Short problem>
Everything from the line containing "# test: locate() drops one marker on the loading" through the final line of the records must be transcribed verbatim; nothing else belongs in the result.

Provided data>
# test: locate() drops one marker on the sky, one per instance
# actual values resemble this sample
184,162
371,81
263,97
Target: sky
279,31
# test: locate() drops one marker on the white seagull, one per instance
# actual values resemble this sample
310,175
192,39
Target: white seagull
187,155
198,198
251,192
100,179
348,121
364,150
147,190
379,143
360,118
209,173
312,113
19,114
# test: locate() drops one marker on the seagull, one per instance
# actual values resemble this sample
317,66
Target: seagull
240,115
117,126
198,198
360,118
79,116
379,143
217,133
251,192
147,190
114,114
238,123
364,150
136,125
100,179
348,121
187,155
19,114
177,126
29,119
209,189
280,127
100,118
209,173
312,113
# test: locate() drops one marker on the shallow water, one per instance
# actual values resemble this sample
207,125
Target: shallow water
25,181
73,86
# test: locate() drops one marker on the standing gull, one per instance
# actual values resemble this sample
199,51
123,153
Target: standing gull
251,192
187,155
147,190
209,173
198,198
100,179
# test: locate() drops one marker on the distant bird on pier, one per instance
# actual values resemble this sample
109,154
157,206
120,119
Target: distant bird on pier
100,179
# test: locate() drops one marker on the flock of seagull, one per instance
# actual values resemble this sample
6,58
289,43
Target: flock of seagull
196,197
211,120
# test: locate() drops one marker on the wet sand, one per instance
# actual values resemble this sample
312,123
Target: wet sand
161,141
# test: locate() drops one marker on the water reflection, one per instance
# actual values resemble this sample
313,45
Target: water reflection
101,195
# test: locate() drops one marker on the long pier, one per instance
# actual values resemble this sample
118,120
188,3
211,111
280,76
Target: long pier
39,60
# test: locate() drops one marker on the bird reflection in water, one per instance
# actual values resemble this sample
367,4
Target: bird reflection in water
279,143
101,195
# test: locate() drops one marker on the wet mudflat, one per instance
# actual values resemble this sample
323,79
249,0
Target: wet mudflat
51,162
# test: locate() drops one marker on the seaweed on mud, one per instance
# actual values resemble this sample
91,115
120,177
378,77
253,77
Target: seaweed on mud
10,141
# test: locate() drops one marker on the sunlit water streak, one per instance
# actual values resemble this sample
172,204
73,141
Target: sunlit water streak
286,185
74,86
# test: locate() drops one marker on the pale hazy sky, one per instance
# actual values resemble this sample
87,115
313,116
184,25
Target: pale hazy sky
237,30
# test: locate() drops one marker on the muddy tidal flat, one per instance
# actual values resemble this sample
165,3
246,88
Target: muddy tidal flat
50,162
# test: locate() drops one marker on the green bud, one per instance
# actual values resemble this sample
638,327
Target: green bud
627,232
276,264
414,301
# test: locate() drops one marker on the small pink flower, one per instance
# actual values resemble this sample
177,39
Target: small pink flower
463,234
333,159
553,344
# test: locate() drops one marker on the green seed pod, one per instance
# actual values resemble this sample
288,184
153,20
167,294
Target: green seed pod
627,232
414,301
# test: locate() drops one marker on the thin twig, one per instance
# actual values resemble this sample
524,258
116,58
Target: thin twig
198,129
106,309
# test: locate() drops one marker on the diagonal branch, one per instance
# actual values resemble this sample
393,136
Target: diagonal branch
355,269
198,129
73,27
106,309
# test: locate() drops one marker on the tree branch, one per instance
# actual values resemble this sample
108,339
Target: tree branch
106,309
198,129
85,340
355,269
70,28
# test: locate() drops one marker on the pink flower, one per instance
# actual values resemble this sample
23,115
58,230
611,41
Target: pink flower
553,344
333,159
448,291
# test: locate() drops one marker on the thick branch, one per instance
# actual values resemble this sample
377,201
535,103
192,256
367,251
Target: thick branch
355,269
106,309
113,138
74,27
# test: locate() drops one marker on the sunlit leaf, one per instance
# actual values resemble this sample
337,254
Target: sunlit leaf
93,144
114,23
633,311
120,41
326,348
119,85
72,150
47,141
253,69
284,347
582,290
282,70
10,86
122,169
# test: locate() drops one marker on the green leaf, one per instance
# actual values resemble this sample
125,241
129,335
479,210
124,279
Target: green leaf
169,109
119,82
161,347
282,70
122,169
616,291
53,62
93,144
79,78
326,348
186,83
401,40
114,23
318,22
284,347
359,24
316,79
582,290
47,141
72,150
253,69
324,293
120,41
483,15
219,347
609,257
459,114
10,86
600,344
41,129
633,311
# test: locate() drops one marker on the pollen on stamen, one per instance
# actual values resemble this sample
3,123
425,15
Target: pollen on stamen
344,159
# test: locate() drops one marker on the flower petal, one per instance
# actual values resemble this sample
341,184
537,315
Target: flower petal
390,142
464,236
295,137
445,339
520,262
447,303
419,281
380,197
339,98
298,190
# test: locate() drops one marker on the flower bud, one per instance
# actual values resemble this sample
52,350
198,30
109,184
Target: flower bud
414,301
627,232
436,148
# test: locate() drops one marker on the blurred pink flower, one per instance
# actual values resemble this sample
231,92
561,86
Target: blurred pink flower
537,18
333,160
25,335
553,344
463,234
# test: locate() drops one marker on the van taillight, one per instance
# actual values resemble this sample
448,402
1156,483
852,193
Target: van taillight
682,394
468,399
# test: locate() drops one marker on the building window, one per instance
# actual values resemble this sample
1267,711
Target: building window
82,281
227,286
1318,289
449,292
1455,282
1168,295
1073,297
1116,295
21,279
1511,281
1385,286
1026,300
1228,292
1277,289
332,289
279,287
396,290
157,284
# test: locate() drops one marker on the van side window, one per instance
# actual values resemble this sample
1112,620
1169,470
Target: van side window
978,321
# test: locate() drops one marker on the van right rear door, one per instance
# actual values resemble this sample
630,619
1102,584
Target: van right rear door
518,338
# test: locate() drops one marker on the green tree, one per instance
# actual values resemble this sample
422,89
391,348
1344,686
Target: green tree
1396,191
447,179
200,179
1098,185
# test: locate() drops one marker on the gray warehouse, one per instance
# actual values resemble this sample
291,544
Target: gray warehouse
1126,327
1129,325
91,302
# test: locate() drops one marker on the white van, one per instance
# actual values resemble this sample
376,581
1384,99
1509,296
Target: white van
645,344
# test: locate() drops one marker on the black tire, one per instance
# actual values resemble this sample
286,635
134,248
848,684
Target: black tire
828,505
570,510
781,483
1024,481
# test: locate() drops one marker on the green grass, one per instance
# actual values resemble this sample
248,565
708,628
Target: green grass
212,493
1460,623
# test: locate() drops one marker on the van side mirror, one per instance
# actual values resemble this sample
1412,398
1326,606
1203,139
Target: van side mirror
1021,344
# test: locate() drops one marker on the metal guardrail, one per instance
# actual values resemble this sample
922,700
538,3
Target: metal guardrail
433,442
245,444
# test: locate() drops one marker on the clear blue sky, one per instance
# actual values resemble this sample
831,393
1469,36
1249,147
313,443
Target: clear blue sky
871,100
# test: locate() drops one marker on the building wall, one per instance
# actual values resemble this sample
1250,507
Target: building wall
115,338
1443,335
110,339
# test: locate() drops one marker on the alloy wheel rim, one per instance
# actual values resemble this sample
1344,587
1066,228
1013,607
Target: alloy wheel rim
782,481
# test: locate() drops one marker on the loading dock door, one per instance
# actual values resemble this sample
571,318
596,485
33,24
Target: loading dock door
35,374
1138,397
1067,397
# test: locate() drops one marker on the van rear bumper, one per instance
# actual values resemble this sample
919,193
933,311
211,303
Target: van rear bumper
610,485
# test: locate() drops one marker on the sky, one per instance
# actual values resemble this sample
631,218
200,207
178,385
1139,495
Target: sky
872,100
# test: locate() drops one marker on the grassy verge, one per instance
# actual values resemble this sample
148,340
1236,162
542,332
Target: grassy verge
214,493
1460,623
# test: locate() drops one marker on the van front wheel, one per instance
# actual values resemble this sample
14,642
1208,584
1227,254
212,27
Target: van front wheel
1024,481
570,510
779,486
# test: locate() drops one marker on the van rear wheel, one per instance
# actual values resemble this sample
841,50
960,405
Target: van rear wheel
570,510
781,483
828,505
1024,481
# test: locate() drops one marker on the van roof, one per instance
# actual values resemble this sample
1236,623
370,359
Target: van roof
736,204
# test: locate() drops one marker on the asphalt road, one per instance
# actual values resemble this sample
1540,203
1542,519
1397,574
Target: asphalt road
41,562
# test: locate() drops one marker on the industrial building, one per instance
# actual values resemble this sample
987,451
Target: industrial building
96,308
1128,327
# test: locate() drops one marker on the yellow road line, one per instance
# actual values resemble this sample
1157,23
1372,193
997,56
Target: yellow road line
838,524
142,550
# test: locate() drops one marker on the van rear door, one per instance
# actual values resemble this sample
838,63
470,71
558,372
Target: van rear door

Reply>
# test: locate() drops one marker on the loading dock door, one per instance
# actual values resemble this sample
571,318
596,485
33,24
Target: loading dock door
35,374
1138,397
1067,397
# test: locate() drops one marker on the van rear bumper, one per instance
# actual values resemble this sample
919,193
933,311
211,303
Target: van rear bumper
610,485
# test: locate() drops one marker on the sky, one per instance
# actual values resemble this sample
631,218
200,207
178,385
1139,495
Target: sky
872,100
# test: locate() drops one marker on the grassy verge, one per instance
# actual values resemble this sample
148,340
1236,162
542,332
Target: grassy verge
214,493
1460,623
# test: locate() drops one marker on the van front wheel, one per instance
# actual values resemble this sample
14,642
1208,584
1227,254
212,27
Target: van front wheel
1024,481
570,510
779,486
# test: locate() drops one marker on the van rear wheel, one per instance
# actual values resemble this sample
841,50
960,405
Target: van rear wheel
570,510
781,483
828,505
1024,481
# test: locate() drops one marker on the van roof, one per instance
# actual values resemble this sample
1236,623
370,359
Target: van roof
736,204
# test: locate() drops one marker on the asphalt road, one per instance
# actual values resemble this sample
1540,203
1542,519
1397,574
Target: asphalt road
41,562
# test: locate() drops one marker on the industrial building, one per instance
# actual values resemble this sample
987,451
Target: industrial building
96,308
1128,327
# test: locate() drops one marker on the yellow road line, one per instance
# actual values resemble this sample
1157,23
1372,193
997,56
Target: yellow road line
838,524
142,550
# test: locate() drops one marker on the van rear door, one per instance
# actual values resemble this sample
838,63
470,71
558,372
Target: van rear door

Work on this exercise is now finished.